**Stated exercise**
Render every line of the material below as a JSON list of strings, one string per line, leaving out blank lines.
▼
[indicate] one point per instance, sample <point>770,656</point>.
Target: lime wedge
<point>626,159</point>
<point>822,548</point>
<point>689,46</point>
▲
**Reply to the exercise**
[
  "[indicate] one point per instance, sample <point>770,656</point>.",
  "Target: lime wedge",
  "<point>626,159</point>",
  "<point>822,548</point>",
  "<point>689,46</point>"
]